- Available data:
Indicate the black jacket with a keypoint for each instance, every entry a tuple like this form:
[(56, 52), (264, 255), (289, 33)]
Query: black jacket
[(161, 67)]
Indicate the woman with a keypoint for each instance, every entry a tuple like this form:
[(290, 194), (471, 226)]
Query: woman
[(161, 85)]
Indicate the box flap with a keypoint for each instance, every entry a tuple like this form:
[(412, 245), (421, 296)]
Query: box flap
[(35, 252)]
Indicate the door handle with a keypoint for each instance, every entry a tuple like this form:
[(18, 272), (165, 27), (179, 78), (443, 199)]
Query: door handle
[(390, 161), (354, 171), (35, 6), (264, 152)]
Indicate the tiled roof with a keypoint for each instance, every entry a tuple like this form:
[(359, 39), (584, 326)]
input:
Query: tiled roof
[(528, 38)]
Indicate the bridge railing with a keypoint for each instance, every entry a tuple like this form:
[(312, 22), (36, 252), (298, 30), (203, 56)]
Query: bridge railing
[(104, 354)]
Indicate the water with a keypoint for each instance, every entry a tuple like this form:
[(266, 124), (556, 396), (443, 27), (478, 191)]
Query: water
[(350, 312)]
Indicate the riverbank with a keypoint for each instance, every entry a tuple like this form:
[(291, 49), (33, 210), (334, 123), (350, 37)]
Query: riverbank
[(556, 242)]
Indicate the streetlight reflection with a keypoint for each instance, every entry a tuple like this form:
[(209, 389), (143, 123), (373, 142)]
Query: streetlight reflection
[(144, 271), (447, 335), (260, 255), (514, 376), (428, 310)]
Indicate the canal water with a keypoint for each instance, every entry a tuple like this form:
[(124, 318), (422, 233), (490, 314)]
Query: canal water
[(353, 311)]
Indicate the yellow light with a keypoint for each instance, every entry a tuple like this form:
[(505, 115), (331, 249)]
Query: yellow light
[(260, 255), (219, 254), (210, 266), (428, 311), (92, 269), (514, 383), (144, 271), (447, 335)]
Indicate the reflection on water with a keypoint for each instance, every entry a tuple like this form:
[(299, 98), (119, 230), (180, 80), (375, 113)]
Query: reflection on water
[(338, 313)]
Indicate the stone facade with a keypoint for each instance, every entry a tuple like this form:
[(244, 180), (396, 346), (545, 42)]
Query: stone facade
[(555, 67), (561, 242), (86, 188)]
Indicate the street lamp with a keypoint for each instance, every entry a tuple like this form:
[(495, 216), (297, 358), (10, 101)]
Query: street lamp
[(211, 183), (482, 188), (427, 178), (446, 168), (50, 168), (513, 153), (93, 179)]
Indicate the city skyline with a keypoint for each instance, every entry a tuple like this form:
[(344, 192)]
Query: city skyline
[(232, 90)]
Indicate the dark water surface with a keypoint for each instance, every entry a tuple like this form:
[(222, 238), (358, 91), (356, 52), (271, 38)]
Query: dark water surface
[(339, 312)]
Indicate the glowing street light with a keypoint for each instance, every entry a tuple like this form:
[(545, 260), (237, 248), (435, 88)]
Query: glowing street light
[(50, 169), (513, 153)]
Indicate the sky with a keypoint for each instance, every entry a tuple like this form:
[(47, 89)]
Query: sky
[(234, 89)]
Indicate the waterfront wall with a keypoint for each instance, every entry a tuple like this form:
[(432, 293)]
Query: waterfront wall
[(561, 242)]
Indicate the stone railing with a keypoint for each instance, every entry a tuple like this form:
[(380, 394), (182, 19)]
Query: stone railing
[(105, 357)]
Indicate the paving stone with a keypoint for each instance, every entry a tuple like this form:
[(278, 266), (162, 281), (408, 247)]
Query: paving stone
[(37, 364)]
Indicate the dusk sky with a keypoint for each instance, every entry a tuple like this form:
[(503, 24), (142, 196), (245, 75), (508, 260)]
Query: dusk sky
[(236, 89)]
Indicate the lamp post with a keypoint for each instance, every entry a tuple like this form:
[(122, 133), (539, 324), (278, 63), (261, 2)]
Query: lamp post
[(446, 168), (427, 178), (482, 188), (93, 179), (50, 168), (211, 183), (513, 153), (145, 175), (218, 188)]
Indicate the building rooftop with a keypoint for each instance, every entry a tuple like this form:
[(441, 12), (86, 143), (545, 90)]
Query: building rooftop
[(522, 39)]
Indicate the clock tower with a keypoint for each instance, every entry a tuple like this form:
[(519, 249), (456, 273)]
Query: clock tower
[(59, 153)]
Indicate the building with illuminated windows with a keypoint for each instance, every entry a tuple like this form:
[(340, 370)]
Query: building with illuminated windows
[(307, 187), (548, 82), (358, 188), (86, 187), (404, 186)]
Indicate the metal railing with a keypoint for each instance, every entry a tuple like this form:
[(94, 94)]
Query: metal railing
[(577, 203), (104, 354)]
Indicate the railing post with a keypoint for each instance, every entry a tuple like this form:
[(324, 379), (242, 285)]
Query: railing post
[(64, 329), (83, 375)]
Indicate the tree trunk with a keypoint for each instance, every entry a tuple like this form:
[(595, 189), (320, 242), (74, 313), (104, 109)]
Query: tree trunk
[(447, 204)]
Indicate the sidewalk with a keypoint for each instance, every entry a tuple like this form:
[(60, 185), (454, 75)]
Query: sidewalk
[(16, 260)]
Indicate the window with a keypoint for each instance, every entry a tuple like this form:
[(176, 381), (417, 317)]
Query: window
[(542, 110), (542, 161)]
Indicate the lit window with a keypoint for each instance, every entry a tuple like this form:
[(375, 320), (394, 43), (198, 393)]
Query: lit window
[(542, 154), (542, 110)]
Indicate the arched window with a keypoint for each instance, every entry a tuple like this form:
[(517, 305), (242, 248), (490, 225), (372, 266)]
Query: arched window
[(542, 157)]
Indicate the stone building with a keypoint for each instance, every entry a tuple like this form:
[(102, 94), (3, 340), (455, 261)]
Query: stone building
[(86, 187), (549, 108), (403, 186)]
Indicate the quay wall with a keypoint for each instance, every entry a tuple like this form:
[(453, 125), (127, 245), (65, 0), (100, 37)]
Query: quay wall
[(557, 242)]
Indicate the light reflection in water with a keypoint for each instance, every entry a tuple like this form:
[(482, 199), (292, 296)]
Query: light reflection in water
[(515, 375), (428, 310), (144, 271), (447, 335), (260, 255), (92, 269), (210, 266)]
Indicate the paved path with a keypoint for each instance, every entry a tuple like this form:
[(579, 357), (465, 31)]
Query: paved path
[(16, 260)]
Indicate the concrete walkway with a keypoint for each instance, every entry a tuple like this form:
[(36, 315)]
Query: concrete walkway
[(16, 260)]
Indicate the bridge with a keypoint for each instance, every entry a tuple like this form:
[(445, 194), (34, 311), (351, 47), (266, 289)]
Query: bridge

- To be done: Rewrite every line of the entries above as a Markdown table with two columns, Row and Line, numbering the rows in order. Leave out any blank lines.

- Finished exercise:
| Row | Line |
|---|---|
| 1 | Indicate the black jacket with a keypoint for each instance, every entry a tuple like this form: |
| 2 | [(56, 52), (264, 255), (289, 33)] |
| 3 | Query: black jacket |
| 4 | [(161, 67)] |
| 5 | Indicate the woman with a keypoint for each instance, every entry a tuple like this form: |
| 6 | [(290, 194), (471, 226)] |
| 7 | Query: woman |
| 8 | [(161, 85)] |
| 9 | Indicate the box flap with a keypoint for each instance, every entry a tuple like this form: |
| 10 | [(412, 245), (421, 296)] |
| 11 | Query: box flap |
| 12 | [(35, 252)] |
| 13 | Indicate the door handle with a keypoint for each instance, every entry a tuple like this form: |
| 14 | [(18, 272), (165, 27), (179, 78), (443, 199)] |
| 15 | Query: door handle |
| 16 | [(390, 161), (354, 171), (35, 6), (264, 152)] |
| 17 | Indicate the tiled roof with a keypoint for each instance, every entry a tuple like this form: |
| 18 | [(359, 39), (584, 326)] |
| 19 | input: |
| 20 | Query: tiled roof |
| 21 | [(528, 38)] |
| 22 | Indicate the bridge railing with a keypoint for each instance, every entry a tuple like this form: |
| 23 | [(312, 22), (36, 252), (298, 30), (203, 56)] |
| 24 | Query: bridge railing |
| 25 | [(104, 354)] |
| 26 | Indicate the water with a keypoint for each instance, every entry a tuple like this form: |
| 27 | [(266, 124), (556, 396), (443, 27), (478, 191)] |
| 28 | Query: water |
| 29 | [(350, 312)] |
| 30 | Indicate the riverbank with a keypoint for each instance, every entry a tuple like this form: |
| 31 | [(291, 49), (33, 210), (334, 123), (350, 37)] |
| 32 | Query: riverbank |
| 33 | [(556, 242)] |
| 34 | Indicate the streetlight reflection with a keypoint for each instance, every entry a tuple like this form: |
| 35 | [(209, 389), (143, 123), (373, 142)] |
| 36 | Query: streetlight reflection |
| 37 | [(144, 271), (447, 335), (260, 255), (514, 376), (428, 310)] |
| 38 | Indicate the canal water with a keypoint for each instance, every entry a tuple like this form: |
| 39 | [(124, 318), (422, 233), (490, 314)] |
| 40 | Query: canal water |
| 41 | [(353, 311)] |
| 42 | Indicate the yellow light with a keypoint for each instance, every entry a tuple like this form: |
| 43 | [(505, 115), (331, 249)] |
| 44 | Query: yellow light |
| 45 | [(260, 255), (219, 254), (210, 266), (428, 311), (92, 269), (514, 383), (144, 271), (447, 335)] |
| 46 | Indicate the reflection on water with a keypoint for each instance, every entry a tuple like this form: |
| 47 | [(299, 98), (119, 230), (180, 80), (375, 113)] |
| 48 | Query: reflection on water |
| 49 | [(338, 313)] |
| 50 | Indicate the stone facade with a keypoint for each instance, every entry a tuple like this form: |
| 51 | [(244, 180), (396, 346), (545, 42)] |
| 52 | Query: stone facade |
| 53 | [(555, 67), (561, 242), (86, 188)] |
| 54 | Indicate the street lamp with a keypoint for each instance, every entry a tuple like this form: |
| 55 | [(495, 216), (297, 358), (10, 101)] |
| 56 | Query: street lamp |
| 57 | [(211, 183), (482, 188), (427, 178), (446, 168), (50, 168), (513, 153), (93, 179)] |
| 58 | Indicate the city skyline with a keypoint for each instance, every entry a tuple like this form: |
| 59 | [(344, 192)] |
| 60 | Query: city skyline |
| 61 | [(232, 90)] |
| 62 | Indicate the dark water surface with a keypoint for each instance, every entry a tuple like this form: |
| 63 | [(222, 238), (358, 91), (356, 52), (271, 38)] |
| 64 | Query: dark water surface |
| 65 | [(339, 312)] |
| 66 | Indicate the glowing street light with a keypoint for each instance, every entry a tuple like this form: |
| 67 | [(545, 260), (237, 248), (435, 88)] |
| 68 | Query: glowing street light |
| 69 | [(50, 169), (513, 153)] |
| 70 | Indicate the sky with a keypoint for each instance, every entry a tuple like this form: |
| 71 | [(47, 89)] |
| 72 | Query: sky |
| 73 | [(234, 89)] |
| 74 | Indicate the waterfront wall with a keypoint for each instance, every entry a tuple like this form: |
| 75 | [(432, 293)] |
| 76 | Query: waterfront wall |
| 77 | [(561, 242)] |
| 78 | Indicate the stone railing with a keypoint for each instance, every entry a tuple like this form: |
| 79 | [(380, 394), (182, 19)] |
| 80 | Query: stone railing |
| 81 | [(105, 357)] |
| 82 | Indicate the paving stone with a keypoint for each instance, every entry a tuple like this form: |
| 83 | [(278, 266), (162, 281), (408, 247)] |
| 84 | Query: paving stone |
| 85 | [(37, 364)] |
| 86 | Indicate the dusk sky with a keypoint for each instance, every entry a tuple like this form: |
| 87 | [(503, 24), (142, 196), (245, 75), (508, 260)] |
| 88 | Query: dusk sky |
| 89 | [(236, 89)] |
| 90 | Indicate the lamp post with a keypoint for each instance, every entry a tuple like this form: |
| 91 | [(122, 133), (539, 324), (278, 63), (261, 2)] |
| 92 | Query: lamp post |
| 93 | [(446, 168), (427, 178), (482, 188), (93, 179), (50, 168), (211, 183), (513, 153), (145, 175), (218, 188)] |
| 94 | Indicate the building rooftop with a keypoint for each instance, every entry a tuple like this form: |
| 95 | [(441, 12), (86, 143), (545, 90)] |
| 96 | Query: building rooftop |
| 97 | [(522, 39)] |
| 98 | Indicate the clock tower with a keypoint for each instance, every entry a tuple like this form: |
| 99 | [(519, 249), (456, 273)] |
| 100 | Query: clock tower |
| 101 | [(59, 153)] |
| 102 | Indicate the building with illuminated windows with a keypoint for each instance, every entry a tuple like this form: |
| 103 | [(340, 370)] |
| 104 | Query: building with illuminated windows |
| 105 | [(307, 187), (548, 82), (358, 188), (86, 187), (404, 186)] |
| 106 | Indicate the metal railing with a keypoint for each instance, every entry a tuple like this form: |
| 107 | [(94, 94)] |
| 108 | Query: metal railing |
| 109 | [(577, 203), (104, 354)] |
| 110 | Indicate the railing post with a keypoint for each instance, every entry a tuple like this form: |
| 111 | [(324, 379), (242, 285)] |
| 112 | Query: railing post |
| 113 | [(64, 329), (83, 375)] |
| 114 | Indicate the tree trunk with a keypoint for each instance, every entry a tuple like this form: |
| 115 | [(595, 189), (320, 242), (74, 313), (104, 109)] |
| 116 | Query: tree trunk |
| 117 | [(447, 204)] |
| 118 | Indicate the sidewalk with a keypoint for each instance, every entry a tuple like this form: |
| 119 | [(60, 185), (454, 75)] |
| 120 | Query: sidewalk |
| 121 | [(16, 260)] |
| 122 | Indicate the window with a keypoint for each instance, every entry a tuple like this form: |
| 123 | [(176, 381), (417, 317)] |
| 124 | Query: window |
| 125 | [(542, 110), (542, 161)] |
| 126 | Indicate the lit window with a keypoint for each instance, every entry a tuple like this form: |
| 127 | [(375, 320), (394, 43), (198, 393)] |
| 128 | Query: lit window |
| 129 | [(542, 154), (542, 110)] |
| 130 | Indicate the arched window with a keypoint for each instance, every entry a tuple like this form: |
| 131 | [(517, 305), (242, 248), (490, 225), (372, 266)] |
| 132 | Query: arched window |
| 133 | [(542, 157)] |
| 134 | Indicate the stone building with a keypoint for each instance, every entry a tuple like this form: |
| 135 | [(102, 94), (3, 340), (455, 261)] |
| 136 | Query: stone building |
| 137 | [(86, 187), (549, 108), (403, 186)] |
| 138 | Indicate the quay wall with a keypoint for each instance, every entry a tuple like this form: |
| 139 | [(453, 125), (127, 245), (65, 0), (100, 37)] |
| 140 | Query: quay wall |
| 141 | [(557, 242)] |
| 142 | Indicate the light reflection in water with a keypoint for each instance, every entry a tuple like this form: |
| 143 | [(482, 199), (292, 296)] |
| 144 | Query: light reflection in water |
| 145 | [(515, 375), (428, 310), (144, 271), (447, 335), (260, 255), (92, 269), (210, 266)] |
| 146 | Indicate the paved path with a keypoint for each instance, every entry a tuple like this form: |
| 147 | [(579, 357), (465, 31)] |
| 148 | Query: paved path |
| 149 | [(16, 260)] |
| 150 | Indicate the concrete walkway with a keypoint for each instance, every entry a tuple like this form: |
| 151 | [(36, 315)] |
| 152 | Query: concrete walkway |
| 153 | [(16, 260)] |
| 154 | Indicate the bridge with a keypoint for each instance, every entry a tuple like this form: |
| 155 | [(445, 194), (34, 311), (351, 47), (266, 289)] |
| 156 | Query: bridge |